**Work task:** Copy exactly the last part of the entries, starting from the line with "<point>188,122</point>" and including the final line.

Dataset entries:
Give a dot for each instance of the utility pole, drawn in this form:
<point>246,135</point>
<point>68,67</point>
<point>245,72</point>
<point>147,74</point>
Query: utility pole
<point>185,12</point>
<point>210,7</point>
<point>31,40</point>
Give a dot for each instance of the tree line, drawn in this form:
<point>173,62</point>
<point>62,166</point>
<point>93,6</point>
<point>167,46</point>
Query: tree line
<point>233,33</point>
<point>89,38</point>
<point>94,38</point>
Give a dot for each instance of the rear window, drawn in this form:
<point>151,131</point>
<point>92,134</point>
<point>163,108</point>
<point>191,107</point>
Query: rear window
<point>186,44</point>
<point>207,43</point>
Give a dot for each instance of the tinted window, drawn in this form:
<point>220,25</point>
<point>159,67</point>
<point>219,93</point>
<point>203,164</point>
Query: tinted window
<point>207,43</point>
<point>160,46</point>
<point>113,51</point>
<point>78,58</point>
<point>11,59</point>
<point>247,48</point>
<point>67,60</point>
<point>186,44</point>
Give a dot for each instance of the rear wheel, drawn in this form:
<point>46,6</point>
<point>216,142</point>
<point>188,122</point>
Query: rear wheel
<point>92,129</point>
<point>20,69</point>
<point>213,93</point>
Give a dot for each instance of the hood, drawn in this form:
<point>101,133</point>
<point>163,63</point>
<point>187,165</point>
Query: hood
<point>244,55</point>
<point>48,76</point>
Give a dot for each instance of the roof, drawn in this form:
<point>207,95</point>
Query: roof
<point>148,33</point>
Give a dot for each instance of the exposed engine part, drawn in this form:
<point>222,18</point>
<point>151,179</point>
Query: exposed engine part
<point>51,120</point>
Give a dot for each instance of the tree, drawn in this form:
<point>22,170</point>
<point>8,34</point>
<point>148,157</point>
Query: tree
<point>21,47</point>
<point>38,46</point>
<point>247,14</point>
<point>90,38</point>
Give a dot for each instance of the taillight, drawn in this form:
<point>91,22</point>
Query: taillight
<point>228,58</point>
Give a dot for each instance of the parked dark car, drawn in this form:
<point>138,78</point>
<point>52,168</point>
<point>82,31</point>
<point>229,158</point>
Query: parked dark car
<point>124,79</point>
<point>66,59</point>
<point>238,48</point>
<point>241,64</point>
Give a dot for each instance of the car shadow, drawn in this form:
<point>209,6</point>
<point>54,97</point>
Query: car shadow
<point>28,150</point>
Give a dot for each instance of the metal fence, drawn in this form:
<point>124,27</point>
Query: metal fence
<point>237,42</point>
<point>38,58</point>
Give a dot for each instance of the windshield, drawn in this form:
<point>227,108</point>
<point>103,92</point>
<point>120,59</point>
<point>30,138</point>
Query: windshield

**Expected output:**
<point>188,122</point>
Query: rear wheel
<point>92,129</point>
<point>20,69</point>
<point>213,93</point>
Give a dot for each instance of the hood, drawn in this form:
<point>101,133</point>
<point>163,63</point>
<point>187,165</point>
Query: hood
<point>244,55</point>
<point>48,76</point>
Give a dot for each instance of the roof, drawn in this form:
<point>207,95</point>
Query: roof
<point>148,33</point>
Give a dot for each instance of the exposed engine part, drawn in this form:
<point>222,18</point>
<point>151,179</point>
Query: exposed engine part
<point>51,120</point>
Give a dot for each instance of the tree, drawn in this form:
<point>22,170</point>
<point>8,34</point>
<point>148,157</point>
Query: tree
<point>21,47</point>
<point>38,46</point>
<point>247,14</point>
<point>90,38</point>
Give a dot for each instance of the taillight, drawn in this form:
<point>91,22</point>
Query: taillight
<point>228,58</point>
Give a dot for each instance of the parked dark car, drawn in this form:
<point>138,78</point>
<point>52,168</point>
<point>82,31</point>
<point>229,158</point>
Query: parked dark car
<point>124,79</point>
<point>66,59</point>
<point>238,48</point>
<point>241,64</point>
Give a dot for each instance of the car shadow, drawn in this form:
<point>209,6</point>
<point>54,97</point>
Query: car shadow
<point>28,150</point>
Give a dot for each instance of the metal fence, drawn in this form:
<point>124,27</point>
Query: metal fence
<point>237,42</point>
<point>38,58</point>
Give a dot for each instance of the windshield, drawn in this form:
<point>227,108</point>
<point>103,92</point>
<point>120,59</point>
<point>30,138</point>
Query: windshield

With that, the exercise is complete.